Dear Doctor: I heard two teenagers in line at the drug store talking about the skin microbiome and how you shouldn’t use soap on your face because it wipes out the good bacteria. We hear a lot about the gut microbiome lately, but is the skin microbiome really even a thing?
Dear Reader: The word “microbiome” refers to any community of microorganisms that live together peaceably in a specific environment. To reflect the fact that they don’t cause illness, it’s said that they “colonize” an area rather than “infect” it.
In terms of the human microbiome, we’re talking about the vast array of microbes that live upon and within our bodies. These colonies are typically composed of bacteria, bacteriophages, fungi, protozoa and viruses. Depending on their location, they number into the millions, billions and, in the gut microbiome, trillions.

═══

**WHAT TO WORK ON**
**a)** Answer these questions from the microbiome column:
(i) Where were the two teenagers talking?
(ii) Which word is used instead of "infect" to show that the microorganisms do not cause illness?
(iii) Which microbiome is said to number into the trillions?
**b)** List every type of microorganism that the microbiome column says these colonies are typically composed of.
**c)** Reproduce the passage of the microbiome column that opens with the words containing "Dear Reader: The" and closes with "gut microbiome, trillions.", keeping every word unchanged.
Rely only on the microbiome column above.

**DATA**
═══

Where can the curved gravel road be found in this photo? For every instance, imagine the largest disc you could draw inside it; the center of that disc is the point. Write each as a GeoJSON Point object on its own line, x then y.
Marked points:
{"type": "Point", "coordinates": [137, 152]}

═══

**LIST OF ANSWERS**
**a)**
(i) In line at the drug store
(ii) "Colonize"
(iii) The gut microbiome

**b)** Bacteria, bacteriophages, fungi, protozoa, viruses

**c)**
Dear Reader: The word “microbiome” refers to any community of microorganisms that live together peaceably in a specific environment. To reflect the fact that they don’t cause illness, it’s said that they “colonize” an area rather than “infect” it.
In terms of the human microbiome, we’re talking about the vast array of microbes that live upon and within our bodies. These colonies are typically composed of bacteria, bacteriophages, fungi, protozoa and viruses. Depending on their location, they number into the millions, billions and, in the gut microbiome, trillions.